Task prompt: Reproduce the listing below verbatim, keeping every line and its order unchanged.

[Material for this exercise start]

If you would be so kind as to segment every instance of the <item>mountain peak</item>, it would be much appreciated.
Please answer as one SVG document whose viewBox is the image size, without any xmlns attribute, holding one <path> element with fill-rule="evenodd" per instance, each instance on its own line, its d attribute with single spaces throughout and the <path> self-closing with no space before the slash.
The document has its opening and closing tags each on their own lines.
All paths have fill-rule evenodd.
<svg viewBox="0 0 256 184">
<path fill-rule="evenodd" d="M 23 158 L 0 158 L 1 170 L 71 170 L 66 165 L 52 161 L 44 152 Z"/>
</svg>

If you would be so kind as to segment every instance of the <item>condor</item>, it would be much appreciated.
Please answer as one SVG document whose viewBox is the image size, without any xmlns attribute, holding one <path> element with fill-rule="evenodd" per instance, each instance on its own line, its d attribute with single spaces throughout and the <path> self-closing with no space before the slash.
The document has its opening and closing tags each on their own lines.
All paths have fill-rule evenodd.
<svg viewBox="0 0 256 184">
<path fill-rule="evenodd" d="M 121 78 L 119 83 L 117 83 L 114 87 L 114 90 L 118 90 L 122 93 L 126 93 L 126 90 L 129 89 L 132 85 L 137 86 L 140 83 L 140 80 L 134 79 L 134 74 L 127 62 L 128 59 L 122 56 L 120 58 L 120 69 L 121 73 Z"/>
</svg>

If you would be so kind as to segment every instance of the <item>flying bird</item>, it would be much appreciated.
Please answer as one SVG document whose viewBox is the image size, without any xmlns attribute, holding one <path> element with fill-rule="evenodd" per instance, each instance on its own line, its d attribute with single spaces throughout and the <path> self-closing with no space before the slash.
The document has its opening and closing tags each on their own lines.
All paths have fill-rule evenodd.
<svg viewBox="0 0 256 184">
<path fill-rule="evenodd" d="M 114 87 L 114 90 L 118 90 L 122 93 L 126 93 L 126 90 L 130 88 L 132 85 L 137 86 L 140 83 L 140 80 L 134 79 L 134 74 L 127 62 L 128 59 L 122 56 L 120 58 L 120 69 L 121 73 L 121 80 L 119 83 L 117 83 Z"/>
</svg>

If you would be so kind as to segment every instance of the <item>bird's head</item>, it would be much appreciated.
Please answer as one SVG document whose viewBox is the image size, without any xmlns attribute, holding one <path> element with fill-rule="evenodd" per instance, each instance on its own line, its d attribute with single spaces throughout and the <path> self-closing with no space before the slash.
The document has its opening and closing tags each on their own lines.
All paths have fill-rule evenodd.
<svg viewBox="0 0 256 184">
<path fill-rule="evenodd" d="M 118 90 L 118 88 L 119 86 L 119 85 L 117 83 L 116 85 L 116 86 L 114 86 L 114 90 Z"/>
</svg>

[Material for this exercise end]

Exercise solution:
If you would be so kind as to segment every instance of the <item>mountain peak</item>, it would be much appreciated.
Please answer as one SVG document whose viewBox is the image size, without any xmlns attribute, holding one <path> element with fill-rule="evenodd" per instance, each instance on its own line, its d attribute with single spaces throughout and the <path> self-closing with no space before the slash.
The document has its opening and closing tags each on their own lines.
All paths have fill-rule evenodd.
<svg viewBox="0 0 256 184">
<path fill-rule="evenodd" d="M 23 158 L 0 158 L 1 170 L 71 170 L 66 165 L 52 161 L 44 152 Z"/>
</svg>

If you would be so kind as to segment every instance of the <item>condor</item>, it would be much appreciated.
Please answer as one SVG document whose viewBox is the image size, without any xmlns attribute, holding one <path> element with fill-rule="evenodd" per instance, each instance on its own line, its d attribute with single spaces throughout and the <path> self-closing with no space before the slash.
The document has its opening and closing tags each on their own lines.
All paths have fill-rule evenodd.
<svg viewBox="0 0 256 184">
<path fill-rule="evenodd" d="M 121 78 L 119 83 L 117 83 L 114 87 L 114 90 L 118 90 L 122 93 L 126 93 L 126 90 L 129 89 L 132 85 L 137 86 L 140 83 L 140 80 L 134 79 L 134 74 L 127 62 L 128 59 L 122 56 L 120 58 L 120 69 L 121 73 Z"/>
</svg>

If you would be so kind as to segment every instance of the <item>flying bird</item>, it would be much appreciated.
Please answer as one SVG document whose viewBox is the image size, without any xmlns attribute, holding one <path> element with fill-rule="evenodd" per instance, each instance on its own line, its d attribute with single spaces throughout and the <path> self-closing with no space before the slash.
The document has its opening and closing tags each on their own lines.
All paths have fill-rule evenodd.
<svg viewBox="0 0 256 184">
<path fill-rule="evenodd" d="M 114 87 L 114 90 L 118 90 L 122 93 L 126 93 L 126 90 L 130 88 L 132 85 L 137 86 L 140 83 L 140 80 L 134 79 L 134 74 L 127 62 L 128 59 L 122 56 L 120 58 L 120 69 L 121 73 L 121 80 L 119 83 L 117 83 Z"/>
</svg>

If you would be so kind as to segment every instance of the <item>bird's head</item>, it would be much appreciated.
Please answer as one SVG document whose viewBox is the image size, without any xmlns attribute, holding one <path> element with fill-rule="evenodd" per instance, each instance on its own line, its d attribute with single spaces throughout and the <path> self-closing with no space before the slash.
The document has its opening and closing tags each on their own lines.
All paths have fill-rule evenodd.
<svg viewBox="0 0 256 184">
<path fill-rule="evenodd" d="M 118 90 L 118 88 L 119 86 L 119 85 L 117 83 L 116 85 L 116 86 L 114 86 L 114 90 Z"/>
</svg>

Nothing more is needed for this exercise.